▸ 提供文本
-*-*-

先到忠孝、復興的西雅圖Brista點了兩杯咖啡,刷了一杯價──整個消費系統就是歧視單身,或者逼迫分享,非得兩人同行一人免費──沒關係,默把自己一個當兩個用。



翻動CK紙提袋,裡頭有Lawrence Block《殺人排行榜》、麥田出版號稱由跟寫《梅崗城故事》的Harper Lee一樣神秘低調的J.D. Salinger那兒獲得親自授權的《麥田捕手》新譯本(不曉得新翻譯是否更原味飽滿?而且還是「addiction靡/小說」系列標號「∞」的一本,指標意味之大,不難想見)、Tony Hillerman快掃完的《說話的神》。讀Block。看凱勒毫無障礙地執行暗殺事業,正確而且迅速,工作就是工作的同時,卻也在911事件後自願去舀湯備餐給紐約的救災人員………



同集郵狂凱勒穿梭在各行各業間,將道德問題擱在工作以外(大部分稱得上或稱不上事業的,又誰不是如何?)一陣以後,離開,騎上機車,沿著忠孝東路,轉松仁,到Vieshow。很快。天氣不涼,但至少不熱了。付了二十元,停好車。默施施然然地走著,彷彿一隻孤獨的風飄行在森林裡,或者一滴寂寞的雨滴穿了烏黑天際。



拿票卷換了一點半的場。時間抓得真準。正好可入場。



〈色,戒〉收錄在張愛玲的《惘然記》(不過當然皇冠出版立即推出了所謂紀念版《色戒》,非常好的商人,動作快狠準,真是恭喜發財,當然紅包拿不來,當然)。

-*-*-

▸ 資料內容
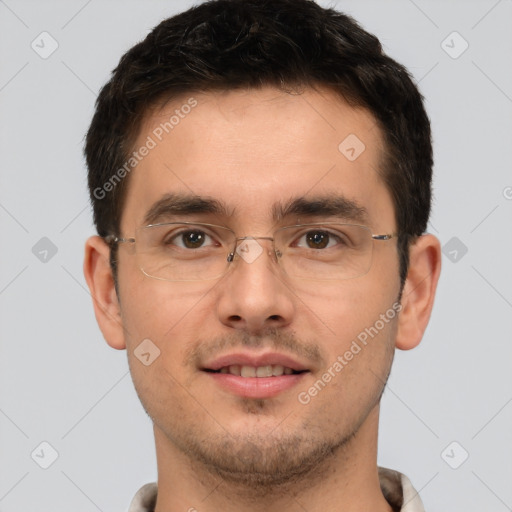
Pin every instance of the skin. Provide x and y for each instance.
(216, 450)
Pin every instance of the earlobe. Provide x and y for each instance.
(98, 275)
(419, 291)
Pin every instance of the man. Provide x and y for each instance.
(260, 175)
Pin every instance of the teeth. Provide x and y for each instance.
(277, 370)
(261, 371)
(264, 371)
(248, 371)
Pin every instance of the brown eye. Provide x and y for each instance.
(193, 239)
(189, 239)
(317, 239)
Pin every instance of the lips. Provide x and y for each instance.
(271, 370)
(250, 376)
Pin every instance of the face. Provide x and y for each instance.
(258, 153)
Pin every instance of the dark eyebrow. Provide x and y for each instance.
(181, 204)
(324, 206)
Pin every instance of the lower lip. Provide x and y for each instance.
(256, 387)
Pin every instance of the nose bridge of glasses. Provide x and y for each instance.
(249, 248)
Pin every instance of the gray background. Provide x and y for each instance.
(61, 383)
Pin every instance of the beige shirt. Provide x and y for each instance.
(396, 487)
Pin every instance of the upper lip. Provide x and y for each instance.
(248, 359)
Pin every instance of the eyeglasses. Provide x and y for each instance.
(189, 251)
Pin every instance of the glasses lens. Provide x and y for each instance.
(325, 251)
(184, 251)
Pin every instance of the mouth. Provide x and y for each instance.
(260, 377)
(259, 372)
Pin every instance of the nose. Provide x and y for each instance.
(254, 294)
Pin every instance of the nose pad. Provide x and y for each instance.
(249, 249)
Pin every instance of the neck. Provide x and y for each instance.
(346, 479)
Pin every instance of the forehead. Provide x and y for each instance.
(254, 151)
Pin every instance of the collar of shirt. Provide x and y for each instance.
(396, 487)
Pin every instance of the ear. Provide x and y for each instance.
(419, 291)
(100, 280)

-*-*-

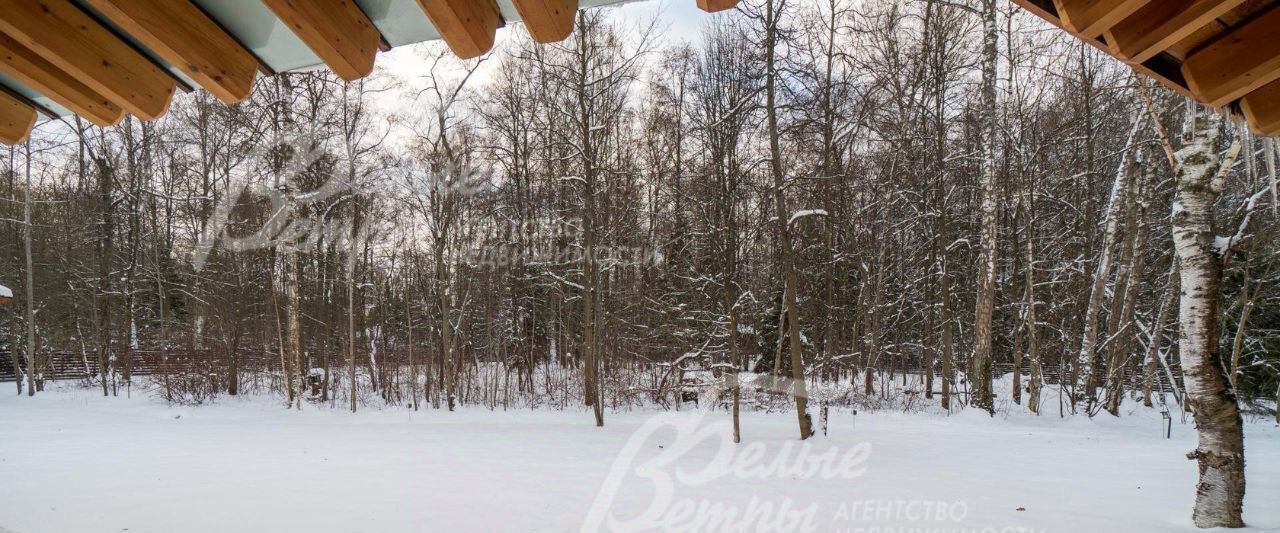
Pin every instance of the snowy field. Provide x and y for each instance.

-*-*-

▸ 任務內容
請抄錄提供文本的一段,從「先到忠孝、復興的西雅圖Bri」開始,一直到「一滴寂寞的雨滴穿了烏黑天際。」為止,字句與標點都不要改動。 這些條目用不到。

▸ 輸出
先到忠孝、復興的西雅圖Brista點了兩杯咖啡,刷了一杯價──整個消費系統就是歧視單身,或者逼迫分享,非得兩人同行一人免費──沒關係,默把自己一個當兩個用。



翻動CK紙提袋,裡頭有Lawrence Block《殺人排行榜》、麥田出版號稱由跟寫《梅崗城故事》的Harper Lee一樣神秘低調的J.D. Salinger那兒獲得親自授權的《麥田捕手》新譯本(不曉得新翻譯是否更原味飽滿?而且還是「addiction靡/小說」系列標號「∞」的一本,指標意味之大,不難想見)、Tony Hillerman快掃完的《說話的神》。讀Block。看凱勒毫無障礙地執行暗殺事業,正確而且迅速,工作就是工作的同時,卻也在911事件後自願去舀湯備餐給紐約的救災人員………



同集郵狂凱勒穿梭在各行各業間,將道德問題擱在工作以外(大部分稱得上或稱不上事業的,又誰不是如何?)一陣以後,離開,騎上機車,沿著忠孝東路,轉松仁,到Vieshow。很快。天氣不涼,但至少不熱了。付了二十元,停好車。默施施然然地走著,彷彿一隻孤獨的風飄行在森林裡,或者一滴寂寞的雨滴穿了烏黑天際。